***** LISTED RECORDS

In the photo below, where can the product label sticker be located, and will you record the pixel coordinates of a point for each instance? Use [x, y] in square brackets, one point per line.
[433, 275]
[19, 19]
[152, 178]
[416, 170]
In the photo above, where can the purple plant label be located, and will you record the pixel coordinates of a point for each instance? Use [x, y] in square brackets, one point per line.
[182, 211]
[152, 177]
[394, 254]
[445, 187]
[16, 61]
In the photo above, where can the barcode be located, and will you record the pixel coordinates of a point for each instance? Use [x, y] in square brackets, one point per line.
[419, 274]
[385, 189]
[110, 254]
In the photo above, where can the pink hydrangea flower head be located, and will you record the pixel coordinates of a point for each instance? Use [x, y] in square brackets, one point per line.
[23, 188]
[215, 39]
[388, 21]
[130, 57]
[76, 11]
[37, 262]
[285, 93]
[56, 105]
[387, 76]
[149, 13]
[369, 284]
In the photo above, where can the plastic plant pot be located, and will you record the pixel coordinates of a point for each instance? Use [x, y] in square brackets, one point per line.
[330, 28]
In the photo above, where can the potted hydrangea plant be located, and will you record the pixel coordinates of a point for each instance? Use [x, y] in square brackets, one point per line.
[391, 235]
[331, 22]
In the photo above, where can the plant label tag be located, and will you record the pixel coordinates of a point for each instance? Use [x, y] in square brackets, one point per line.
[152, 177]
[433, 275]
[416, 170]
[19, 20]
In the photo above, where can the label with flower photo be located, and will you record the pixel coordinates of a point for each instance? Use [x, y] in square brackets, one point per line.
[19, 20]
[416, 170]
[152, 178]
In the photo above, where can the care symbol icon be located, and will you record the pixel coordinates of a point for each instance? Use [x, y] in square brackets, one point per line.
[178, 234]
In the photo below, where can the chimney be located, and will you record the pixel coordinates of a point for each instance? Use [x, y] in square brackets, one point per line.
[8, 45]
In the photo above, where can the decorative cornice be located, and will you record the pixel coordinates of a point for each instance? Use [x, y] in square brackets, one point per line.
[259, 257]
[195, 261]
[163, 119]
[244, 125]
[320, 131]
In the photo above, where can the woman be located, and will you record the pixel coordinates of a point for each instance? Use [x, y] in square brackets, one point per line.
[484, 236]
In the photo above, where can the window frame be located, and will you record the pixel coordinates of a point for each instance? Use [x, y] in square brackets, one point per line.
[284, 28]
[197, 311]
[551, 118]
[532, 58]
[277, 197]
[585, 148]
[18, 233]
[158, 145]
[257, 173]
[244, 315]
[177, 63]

**********

• **PROBLEM DESCRIPTION**
A verbatim restatement of all the entries above is required.

• **ANSWER SPACE**
In the photo below, where can the product label sticker be located, and will you record the pixel coordinates of a point for each instance? Use [x, y] in square brackets, one point per line.
[433, 275]
[19, 19]
[152, 178]
[416, 170]
In the photo above, where can the purple plant label be located, and will you record the pixel coordinates of a point for each instance? Use [x, y] in square brackets, one point per line.
[182, 211]
[152, 177]
[394, 254]
[445, 187]
[16, 61]
In the photo above, where can the barcode be located, and will you record the pixel coordinates of a point for each instance? Use [x, y] in square brackets, one point per line.
[419, 274]
[385, 189]
[110, 254]
In the photo above, where can the pink hydrangea flower head be located, and will you record the pixel coordinates of a point for each instance? Use [x, y] in square brackets, one point per line.
[23, 188]
[215, 39]
[388, 21]
[130, 57]
[76, 11]
[37, 262]
[285, 93]
[56, 105]
[387, 76]
[149, 13]
[369, 284]
In the photo above, where can the plastic plant pot be located, and will you record the pixel coordinates of a point for each instance? Use [x, y] in square brackets, one point per line.
[330, 28]
In the photo above, where can the potted hydrangea plant be located, and will you record the pixel coordinates of a point for each instance? Use [x, y] in square brackets, one point per line.
[391, 235]
[331, 22]
In the photo above, where can the plant label tag be located, and will you record the pixel coordinates of a point for each instance? Use [x, y] in square brackets, one point per line.
[152, 177]
[433, 275]
[416, 170]
[19, 20]
In the photo above, where can the label with flower photo be located, and will you record the pixel coordinates of a point for each instance? Use [x, y] in square brackets, one point per line.
[19, 20]
[416, 170]
[152, 178]
In the photo above, where can the care symbol icon be located, and will you record the pixel coordinates of a point for each instance? Use [x, y] in square brackets, one point per line.
[178, 234]
In the photo below, where can the chimney be located, and will you record the pixel coordinates of a point for each instance? Use [x, y] in square brackets, one point per line.
[8, 45]
In the photo above, where can the decorative cornice be located, and will you record the pixel coordinates of a point for each instance? Use [x, y] in square brackets, one point per line.
[259, 257]
[195, 261]
[163, 119]
[244, 125]
[320, 131]
In the photo above, where can the woman be located, and will you record the pixel coordinates of a point for each instance? Use [x, y] in square brackets, one point per line.
[484, 236]
In the photo above, where can the window frame be located, and will you record the pixel coordinates of a point for each instance? Use [x, y] in square brackets, one point per line.
[284, 28]
[197, 311]
[551, 118]
[532, 58]
[277, 197]
[585, 148]
[18, 233]
[158, 145]
[257, 173]
[244, 315]
[177, 63]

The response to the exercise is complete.